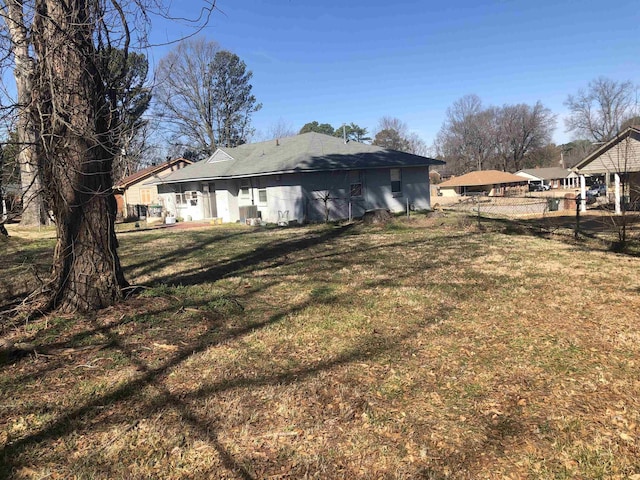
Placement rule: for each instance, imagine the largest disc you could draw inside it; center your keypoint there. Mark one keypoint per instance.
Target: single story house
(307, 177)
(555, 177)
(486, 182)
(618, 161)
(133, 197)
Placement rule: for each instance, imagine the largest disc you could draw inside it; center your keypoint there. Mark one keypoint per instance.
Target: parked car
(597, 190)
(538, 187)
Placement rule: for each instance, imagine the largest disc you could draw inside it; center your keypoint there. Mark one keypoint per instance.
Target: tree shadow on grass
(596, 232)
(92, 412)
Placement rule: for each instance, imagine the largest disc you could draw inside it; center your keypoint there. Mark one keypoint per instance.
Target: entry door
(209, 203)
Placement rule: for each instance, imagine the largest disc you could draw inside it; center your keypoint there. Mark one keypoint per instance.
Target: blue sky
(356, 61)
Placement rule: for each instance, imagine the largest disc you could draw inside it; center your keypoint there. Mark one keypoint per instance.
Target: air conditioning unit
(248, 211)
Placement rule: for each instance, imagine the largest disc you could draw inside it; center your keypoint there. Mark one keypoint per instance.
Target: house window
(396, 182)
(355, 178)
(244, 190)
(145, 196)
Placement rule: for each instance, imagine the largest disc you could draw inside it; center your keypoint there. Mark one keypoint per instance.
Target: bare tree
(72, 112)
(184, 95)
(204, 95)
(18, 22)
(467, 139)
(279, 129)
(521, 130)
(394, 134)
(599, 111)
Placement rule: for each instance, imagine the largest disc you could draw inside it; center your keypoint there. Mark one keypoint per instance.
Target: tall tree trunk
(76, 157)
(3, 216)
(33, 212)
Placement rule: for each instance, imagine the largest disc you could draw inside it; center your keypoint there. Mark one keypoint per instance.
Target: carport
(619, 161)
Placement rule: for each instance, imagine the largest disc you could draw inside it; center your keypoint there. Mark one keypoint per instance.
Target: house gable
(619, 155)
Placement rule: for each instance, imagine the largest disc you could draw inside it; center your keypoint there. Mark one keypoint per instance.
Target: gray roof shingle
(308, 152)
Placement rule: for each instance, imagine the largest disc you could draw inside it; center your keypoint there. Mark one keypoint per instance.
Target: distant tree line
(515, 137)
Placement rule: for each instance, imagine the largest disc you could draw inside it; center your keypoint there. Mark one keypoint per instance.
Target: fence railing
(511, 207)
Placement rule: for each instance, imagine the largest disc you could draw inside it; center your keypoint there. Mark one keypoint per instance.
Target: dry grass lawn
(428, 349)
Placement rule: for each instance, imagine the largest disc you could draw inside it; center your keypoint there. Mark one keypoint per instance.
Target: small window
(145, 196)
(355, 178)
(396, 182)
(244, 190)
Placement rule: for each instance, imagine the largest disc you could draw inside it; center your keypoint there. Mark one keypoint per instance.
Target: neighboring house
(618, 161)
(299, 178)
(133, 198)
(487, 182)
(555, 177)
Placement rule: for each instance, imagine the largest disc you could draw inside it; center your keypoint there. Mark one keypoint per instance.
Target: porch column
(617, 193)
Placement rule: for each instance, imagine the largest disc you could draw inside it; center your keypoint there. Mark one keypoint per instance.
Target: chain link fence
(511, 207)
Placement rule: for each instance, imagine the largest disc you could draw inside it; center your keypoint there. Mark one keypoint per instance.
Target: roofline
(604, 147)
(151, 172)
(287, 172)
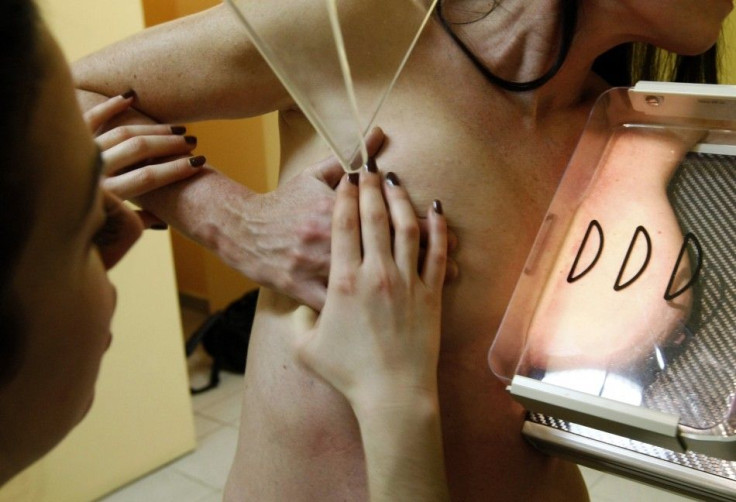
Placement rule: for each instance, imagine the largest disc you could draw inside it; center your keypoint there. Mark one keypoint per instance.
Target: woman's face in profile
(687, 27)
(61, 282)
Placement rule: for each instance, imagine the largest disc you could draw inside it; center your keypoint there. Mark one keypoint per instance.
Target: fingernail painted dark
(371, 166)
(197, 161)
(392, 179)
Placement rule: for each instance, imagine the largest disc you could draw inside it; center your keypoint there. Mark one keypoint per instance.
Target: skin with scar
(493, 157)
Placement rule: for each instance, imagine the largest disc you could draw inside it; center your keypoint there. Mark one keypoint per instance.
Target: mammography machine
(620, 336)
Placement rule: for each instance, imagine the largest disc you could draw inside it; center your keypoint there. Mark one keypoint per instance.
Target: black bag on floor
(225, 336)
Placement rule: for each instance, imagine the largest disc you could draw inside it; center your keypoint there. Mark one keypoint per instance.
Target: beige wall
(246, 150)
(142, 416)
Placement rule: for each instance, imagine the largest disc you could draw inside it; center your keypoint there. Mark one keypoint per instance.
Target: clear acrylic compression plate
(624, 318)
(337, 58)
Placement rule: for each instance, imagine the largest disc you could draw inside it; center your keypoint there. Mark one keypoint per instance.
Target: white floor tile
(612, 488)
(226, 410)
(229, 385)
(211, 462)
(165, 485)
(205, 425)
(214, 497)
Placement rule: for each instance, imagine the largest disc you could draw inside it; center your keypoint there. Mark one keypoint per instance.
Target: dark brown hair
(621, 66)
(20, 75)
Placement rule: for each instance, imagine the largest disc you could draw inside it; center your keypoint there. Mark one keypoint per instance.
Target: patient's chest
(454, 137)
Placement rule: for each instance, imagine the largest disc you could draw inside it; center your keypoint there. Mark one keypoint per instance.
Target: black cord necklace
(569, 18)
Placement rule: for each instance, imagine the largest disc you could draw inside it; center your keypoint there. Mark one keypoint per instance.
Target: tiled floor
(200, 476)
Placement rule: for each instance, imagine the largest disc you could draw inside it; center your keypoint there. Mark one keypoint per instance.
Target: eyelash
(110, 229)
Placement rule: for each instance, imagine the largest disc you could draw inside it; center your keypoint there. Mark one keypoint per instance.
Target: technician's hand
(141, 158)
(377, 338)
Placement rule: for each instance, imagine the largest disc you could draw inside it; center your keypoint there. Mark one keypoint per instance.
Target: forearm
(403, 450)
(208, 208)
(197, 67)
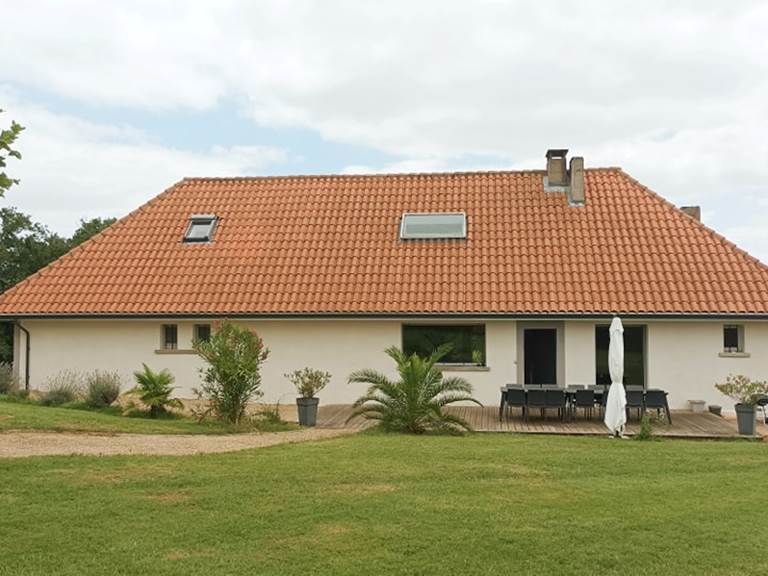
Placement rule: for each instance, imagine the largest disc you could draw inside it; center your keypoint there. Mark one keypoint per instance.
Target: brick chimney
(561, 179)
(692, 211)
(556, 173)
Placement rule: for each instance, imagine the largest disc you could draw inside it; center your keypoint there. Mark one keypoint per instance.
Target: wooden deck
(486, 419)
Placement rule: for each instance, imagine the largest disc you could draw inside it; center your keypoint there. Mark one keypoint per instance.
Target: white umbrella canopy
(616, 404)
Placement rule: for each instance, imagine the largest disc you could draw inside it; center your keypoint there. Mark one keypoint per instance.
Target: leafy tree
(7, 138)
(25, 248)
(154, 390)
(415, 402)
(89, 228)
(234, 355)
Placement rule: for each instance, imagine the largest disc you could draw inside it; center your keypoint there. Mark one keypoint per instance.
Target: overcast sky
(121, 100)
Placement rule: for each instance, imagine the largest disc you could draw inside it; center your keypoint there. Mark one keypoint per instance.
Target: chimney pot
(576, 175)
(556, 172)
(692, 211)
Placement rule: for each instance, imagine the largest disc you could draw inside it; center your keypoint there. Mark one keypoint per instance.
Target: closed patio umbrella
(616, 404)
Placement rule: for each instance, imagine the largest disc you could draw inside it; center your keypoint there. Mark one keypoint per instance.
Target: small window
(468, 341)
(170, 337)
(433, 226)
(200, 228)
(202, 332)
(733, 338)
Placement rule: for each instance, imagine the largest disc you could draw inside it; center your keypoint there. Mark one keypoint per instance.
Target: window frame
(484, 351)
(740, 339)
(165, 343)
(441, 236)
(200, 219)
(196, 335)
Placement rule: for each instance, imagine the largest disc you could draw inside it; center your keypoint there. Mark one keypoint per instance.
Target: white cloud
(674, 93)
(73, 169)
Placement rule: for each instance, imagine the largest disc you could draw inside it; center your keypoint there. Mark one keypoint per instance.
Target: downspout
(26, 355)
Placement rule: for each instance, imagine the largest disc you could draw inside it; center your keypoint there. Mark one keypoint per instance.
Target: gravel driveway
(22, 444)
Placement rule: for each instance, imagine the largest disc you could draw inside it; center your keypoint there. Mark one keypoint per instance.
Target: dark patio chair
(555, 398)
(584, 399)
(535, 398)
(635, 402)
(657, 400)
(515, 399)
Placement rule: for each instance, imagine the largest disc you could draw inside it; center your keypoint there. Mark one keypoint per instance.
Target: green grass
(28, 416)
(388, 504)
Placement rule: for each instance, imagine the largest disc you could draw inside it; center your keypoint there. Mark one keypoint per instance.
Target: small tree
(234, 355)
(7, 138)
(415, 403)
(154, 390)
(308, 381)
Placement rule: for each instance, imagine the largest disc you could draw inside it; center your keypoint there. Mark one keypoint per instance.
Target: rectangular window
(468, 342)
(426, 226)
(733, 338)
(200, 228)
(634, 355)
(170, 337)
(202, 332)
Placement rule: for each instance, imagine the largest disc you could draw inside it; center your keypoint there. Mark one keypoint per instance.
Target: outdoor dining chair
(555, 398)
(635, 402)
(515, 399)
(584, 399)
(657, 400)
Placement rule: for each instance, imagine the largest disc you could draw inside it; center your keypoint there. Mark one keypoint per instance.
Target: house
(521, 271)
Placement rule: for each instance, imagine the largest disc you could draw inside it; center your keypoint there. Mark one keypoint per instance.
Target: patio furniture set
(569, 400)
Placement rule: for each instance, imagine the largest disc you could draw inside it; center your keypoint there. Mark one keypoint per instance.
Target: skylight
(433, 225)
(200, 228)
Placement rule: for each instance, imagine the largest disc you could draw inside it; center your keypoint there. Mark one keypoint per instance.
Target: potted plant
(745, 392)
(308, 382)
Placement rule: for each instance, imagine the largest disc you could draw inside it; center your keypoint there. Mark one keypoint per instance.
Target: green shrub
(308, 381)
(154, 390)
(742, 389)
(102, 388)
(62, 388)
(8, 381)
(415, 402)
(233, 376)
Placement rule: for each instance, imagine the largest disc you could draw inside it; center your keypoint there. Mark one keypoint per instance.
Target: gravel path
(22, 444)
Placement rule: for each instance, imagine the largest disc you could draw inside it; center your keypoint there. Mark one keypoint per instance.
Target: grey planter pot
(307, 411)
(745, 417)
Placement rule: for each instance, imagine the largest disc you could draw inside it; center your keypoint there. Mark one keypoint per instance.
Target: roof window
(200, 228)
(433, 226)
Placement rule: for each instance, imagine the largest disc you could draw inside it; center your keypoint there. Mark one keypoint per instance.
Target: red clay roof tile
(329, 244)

Exercise details –
All lines from the one containing "Target: potted plant" to the end of the records are to be duplicated exactly, and no other lines are to be given.

Written response –
Target: potted plant
(745, 392)
(308, 382)
Placement rule: for each instance, imagine the largest disc you could draw inside it; center your keypoint there. Mark one keypoint per instance.
Target: green shrub
(308, 381)
(154, 390)
(742, 389)
(102, 388)
(62, 388)
(8, 381)
(415, 402)
(233, 376)
Placement rule: for each instance, imagine the largest disc you could draw inside it; center your keypoint there. Mark one keypoint per instance.
Target: gravel path
(22, 444)
Placement rule: for each instance, imagine the largest disc you could draw inside it; center your keypoint there. Mark one keypoint per instance.
Target: grey planter pot
(307, 411)
(745, 417)
Placement rule: for each instance, imagine the largest disc you could draw inside it; center your keypoint there. Mark one keypoint per instance.
Target: roof window
(200, 228)
(433, 226)
Placement rule: for each instance, imagine the largest disc you could draw inside it; center your keypoint there. Mark one keypoint per instance.
Target: red clay roof tile
(329, 244)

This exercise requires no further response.